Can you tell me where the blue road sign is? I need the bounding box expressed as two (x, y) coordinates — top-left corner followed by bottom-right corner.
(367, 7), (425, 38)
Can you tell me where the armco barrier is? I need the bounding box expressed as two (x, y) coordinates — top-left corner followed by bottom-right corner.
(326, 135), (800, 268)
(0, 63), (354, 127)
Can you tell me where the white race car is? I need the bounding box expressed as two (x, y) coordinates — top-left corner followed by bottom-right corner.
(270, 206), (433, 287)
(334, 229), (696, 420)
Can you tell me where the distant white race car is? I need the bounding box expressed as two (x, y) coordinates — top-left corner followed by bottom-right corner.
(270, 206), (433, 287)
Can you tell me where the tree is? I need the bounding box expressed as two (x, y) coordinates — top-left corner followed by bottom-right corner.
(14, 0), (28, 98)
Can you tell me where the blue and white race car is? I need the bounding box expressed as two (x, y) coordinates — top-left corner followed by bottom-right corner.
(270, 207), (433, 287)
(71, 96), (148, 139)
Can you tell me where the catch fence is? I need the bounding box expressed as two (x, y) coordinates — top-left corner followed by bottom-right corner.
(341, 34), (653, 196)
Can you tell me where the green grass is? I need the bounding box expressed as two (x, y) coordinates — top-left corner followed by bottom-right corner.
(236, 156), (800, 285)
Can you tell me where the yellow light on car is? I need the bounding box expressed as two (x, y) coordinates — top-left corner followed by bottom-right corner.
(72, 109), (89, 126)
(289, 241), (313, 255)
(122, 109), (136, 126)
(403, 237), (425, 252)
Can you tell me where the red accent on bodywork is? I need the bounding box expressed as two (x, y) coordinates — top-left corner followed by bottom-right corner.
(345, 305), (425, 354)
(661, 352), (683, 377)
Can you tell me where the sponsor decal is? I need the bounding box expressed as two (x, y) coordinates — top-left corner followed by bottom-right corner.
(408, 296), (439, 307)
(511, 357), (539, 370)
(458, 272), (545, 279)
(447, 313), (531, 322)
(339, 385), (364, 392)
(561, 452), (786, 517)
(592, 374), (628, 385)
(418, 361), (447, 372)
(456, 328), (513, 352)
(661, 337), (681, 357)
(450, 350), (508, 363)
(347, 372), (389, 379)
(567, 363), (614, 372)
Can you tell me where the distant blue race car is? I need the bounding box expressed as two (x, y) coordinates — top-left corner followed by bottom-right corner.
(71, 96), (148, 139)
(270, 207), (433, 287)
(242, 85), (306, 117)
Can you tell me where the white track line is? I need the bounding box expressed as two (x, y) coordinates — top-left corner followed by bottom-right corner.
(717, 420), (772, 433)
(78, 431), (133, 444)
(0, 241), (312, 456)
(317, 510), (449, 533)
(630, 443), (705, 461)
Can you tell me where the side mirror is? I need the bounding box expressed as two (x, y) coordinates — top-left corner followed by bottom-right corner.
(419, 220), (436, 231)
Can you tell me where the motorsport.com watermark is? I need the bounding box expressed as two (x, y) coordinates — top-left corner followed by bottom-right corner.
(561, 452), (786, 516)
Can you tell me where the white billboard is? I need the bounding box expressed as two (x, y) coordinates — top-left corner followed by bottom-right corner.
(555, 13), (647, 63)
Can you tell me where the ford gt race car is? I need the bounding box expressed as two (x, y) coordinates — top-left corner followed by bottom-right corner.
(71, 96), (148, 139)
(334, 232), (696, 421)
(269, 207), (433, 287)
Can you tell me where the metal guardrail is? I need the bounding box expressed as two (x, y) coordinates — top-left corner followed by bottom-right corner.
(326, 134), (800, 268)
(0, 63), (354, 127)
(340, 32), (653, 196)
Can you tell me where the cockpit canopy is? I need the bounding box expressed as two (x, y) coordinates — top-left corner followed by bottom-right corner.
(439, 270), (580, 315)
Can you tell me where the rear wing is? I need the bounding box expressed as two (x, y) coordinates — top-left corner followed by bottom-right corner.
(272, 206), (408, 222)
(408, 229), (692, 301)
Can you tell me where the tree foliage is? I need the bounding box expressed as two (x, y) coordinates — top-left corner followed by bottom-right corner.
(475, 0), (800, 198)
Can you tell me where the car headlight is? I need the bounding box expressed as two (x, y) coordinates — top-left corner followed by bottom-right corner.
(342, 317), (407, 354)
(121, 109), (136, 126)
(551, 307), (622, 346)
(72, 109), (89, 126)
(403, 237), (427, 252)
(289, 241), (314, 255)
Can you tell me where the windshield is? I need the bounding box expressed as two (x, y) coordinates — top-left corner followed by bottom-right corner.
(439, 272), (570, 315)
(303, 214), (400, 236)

________________

- **WHAT IS NEEDED**: Reproduce all of the records above, substituting "upper-left corner" for every occurrence of "top-left corner" and leaving everything else unchanged.

- **SOLVED PROBLEM**:
Can you tell me where the blue road sign is? I need the bounding box expressed as two (x, y) coordinates — upper-left corner followed by bottom-right corner.
(367, 7), (425, 38)
Can you tell me where the armco barrier is? I need the bounding box expressed as two (x, y) coordinates — upper-left corner followed by bottom-right corner.
(326, 135), (800, 268)
(0, 63), (354, 127)
Can you tell me where the white race car is? I need the bounding box expressed as two (x, y) coordinates — upper-left corner followed by bottom-right corner.
(270, 206), (433, 287)
(334, 229), (696, 420)
Can you tell me where the distant white race car is? I need the bounding box expressed as two (x, y) coordinates — upper-left corner followed by bottom-right corner.
(270, 206), (433, 287)
Can you tell me where the tree is? I need the bounding box expressed as two (x, y) coordinates — upper-left corner followed by bottom-right corner.
(14, 0), (28, 98)
Can you tell me where the blue and white race car is? I need the bounding box expressed as two (x, y) coordinates — upper-left corner followed by bottom-right corner.
(270, 207), (433, 287)
(71, 96), (148, 139)
Can you tell me where the catch fence is? I need the bounding box expressed as two (x, y) coordinates — upper-left corner followed by bottom-right corner.
(341, 34), (653, 196)
Can you tell me where the green grass is? I need the bounding box expressed as two (x, y) coordinates — upper-left corner followed by bottom-right corner.
(236, 156), (800, 285)
Can you tell me where the yellow light on car is? I need the bounding box expressed as two (x, y) coordinates — upper-left corner followed by bottom-right corner.
(72, 109), (89, 126)
(289, 241), (313, 255)
(122, 109), (136, 126)
(403, 237), (425, 252)
Can you tell me where the red accent on bodywork is? I need the bounding box expressed as two (x, y) coordinates — upper-left corner followed by bottom-right corner.
(345, 305), (425, 354)
(661, 352), (683, 377)
Can you tell me where the sponsor decal is? I need the bounding box expressed as two (x, y) coordinates — upper-left corner followed by bottom-right corner.
(408, 296), (439, 307)
(511, 357), (539, 370)
(458, 272), (545, 279)
(447, 313), (531, 322)
(339, 385), (364, 392)
(561, 452), (786, 517)
(592, 374), (628, 385)
(418, 361), (447, 372)
(456, 328), (513, 352)
(661, 337), (681, 357)
(450, 350), (508, 363)
(347, 372), (389, 379)
(567, 363), (614, 372)
Can you tell me where the distant blue race car is? I need the bounding box expressed as two (x, y) coordinates — upper-left corner followed by bottom-right corner.
(71, 96), (148, 139)
(270, 207), (433, 287)
(242, 85), (306, 117)
Can you tell me where the white track line is? I need the bounding box expressed as two (x, y) coordinates — upper-left corner followed by bottom-right corner.
(717, 420), (772, 433)
(78, 431), (133, 444)
(0, 241), (312, 456)
(317, 510), (449, 533)
(630, 443), (705, 461)
Can you tell me where the side mirror is? I need the bounding box expressed as two (x, y) coordinates — upper-left corner followed by bottom-right corner.
(419, 220), (436, 231)
Can you tell me where the motorsport.com watermark is? I need the bounding box expressed as two (x, y) coordinates — upper-left corner followed by bottom-right corner.
(561, 452), (786, 516)
Can you tell me where the white billboard is? I need the bounding box expressed as two (x, y) coordinates — upper-left corner followed by bottom-right corner.
(555, 13), (647, 63)
Can you tell me where the ford gt race car is? I need the bounding box expressed as two (x, y) coordinates — upper-left corner followed by bottom-right corner.
(71, 96), (148, 139)
(334, 232), (696, 421)
(269, 207), (433, 287)
Can you tell me where the metal guardrail is? I need the bounding box expressed as two (x, y) coordinates — upper-left corner followed by bottom-right corner.
(326, 134), (800, 268)
(0, 63), (354, 127)
(340, 32), (653, 196)
Can you tell me where the cockpit canopy is? I need the bounding box expressed as two (x, y) coordinates — upper-left corner followed by bottom-right corner.
(439, 270), (580, 315)
Can you tell me where the rear wing is? I need the bounding box expressed as two (x, y) coordinates — upper-left corner followed by bottom-right corner.
(272, 206), (408, 222)
(408, 229), (692, 301)
Can you tell me where the tree foliage is? I need the bounding box expressed as two (x, y) coordinates — upper-left corner followed by bottom-right corner.
(475, 0), (800, 198)
Can you tell me where the car headlight is? I need the bounding box expressed as two (x, y) coordinates — upper-left corner followed by bottom-right corner.
(342, 317), (407, 354)
(121, 109), (136, 126)
(551, 307), (622, 346)
(72, 109), (89, 126)
(403, 237), (427, 252)
(289, 241), (314, 255)
Can you tell me where the windshield is? I need the bounding box expressed as two (x, y) coordinates — upper-left corner followed by bottom-right corner.
(439, 272), (570, 315)
(303, 214), (400, 236)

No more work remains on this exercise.